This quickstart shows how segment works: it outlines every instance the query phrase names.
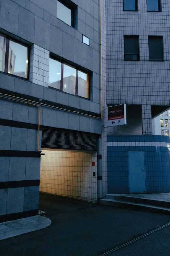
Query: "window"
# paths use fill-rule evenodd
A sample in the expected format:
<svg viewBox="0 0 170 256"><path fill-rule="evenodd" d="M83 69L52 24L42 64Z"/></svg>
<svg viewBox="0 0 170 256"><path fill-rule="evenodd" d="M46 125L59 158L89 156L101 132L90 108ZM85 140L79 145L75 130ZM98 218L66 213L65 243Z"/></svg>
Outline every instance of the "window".
<svg viewBox="0 0 170 256"><path fill-rule="evenodd" d="M139 60L139 36L124 36L125 60Z"/></svg>
<svg viewBox="0 0 170 256"><path fill-rule="evenodd" d="M162 39L162 36L148 37L149 60L163 60Z"/></svg>
<svg viewBox="0 0 170 256"><path fill-rule="evenodd" d="M148 11L161 11L160 0L147 0Z"/></svg>
<svg viewBox="0 0 170 256"><path fill-rule="evenodd" d="M84 35L82 35L82 42L86 44L87 44L88 45L89 45L89 39L84 36Z"/></svg>
<svg viewBox="0 0 170 256"><path fill-rule="evenodd" d="M167 119L165 119L165 126L166 127L168 127L168 120Z"/></svg>
<svg viewBox="0 0 170 256"><path fill-rule="evenodd" d="M74 11L73 9L66 4L63 4L59 1L57 1L57 18L68 24L74 26Z"/></svg>
<svg viewBox="0 0 170 256"><path fill-rule="evenodd" d="M28 50L0 33L0 71L28 78Z"/></svg>
<svg viewBox="0 0 170 256"><path fill-rule="evenodd" d="M169 130L165 130L165 135L169 136Z"/></svg>
<svg viewBox="0 0 170 256"><path fill-rule="evenodd" d="M161 135L164 135L164 130L161 130Z"/></svg>
<svg viewBox="0 0 170 256"><path fill-rule="evenodd" d="M75 67L50 58L49 86L89 98L89 74Z"/></svg>
<svg viewBox="0 0 170 256"><path fill-rule="evenodd" d="M123 0L124 11L137 11L137 0Z"/></svg>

════

## Aim:
Update the data from its first line through the line holding "119L165 119L165 126L166", both included, with every "window" changed to "skylight" and nothing else altered. Leave the pictures out.

## Answer to the task:
This quickstart shows how segment works: it outlines every instance the query phrase names.
Query: "skylight"
# paths use fill-rule evenodd
A sample in the expected format:
<svg viewBox="0 0 170 256"><path fill-rule="evenodd" d="M83 69L52 24L42 64Z"/></svg>
<svg viewBox="0 0 170 256"><path fill-rule="evenodd" d="M46 125L59 158L89 156L101 132L90 108ZM85 140L79 145L75 130ZM98 218L66 213L65 243Z"/></svg>
Outline every instance of the "skylight".
<svg viewBox="0 0 170 256"><path fill-rule="evenodd" d="M139 60L139 36L124 36L125 60Z"/></svg>
<svg viewBox="0 0 170 256"><path fill-rule="evenodd" d="M162 39L162 36L148 37L149 60L163 60Z"/></svg>
<svg viewBox="0 0 170 256"><path fill-rule="evenodd" d="M148 11L161 11L160 0L147 0Z"/></svg>
<svg viewBox="0 0 170 256"><path fill-rule="evenodd" d="M84 35L82 35L82 42L86 44L87 44L88 45L89 45L89 39L84 36Z"/></svg>
<svg viewBox="0 0 170 256"><path fill-rule="evenodd" d="M167 119L165 119L165 126L166 127L168 127L168 120Z"/></svg>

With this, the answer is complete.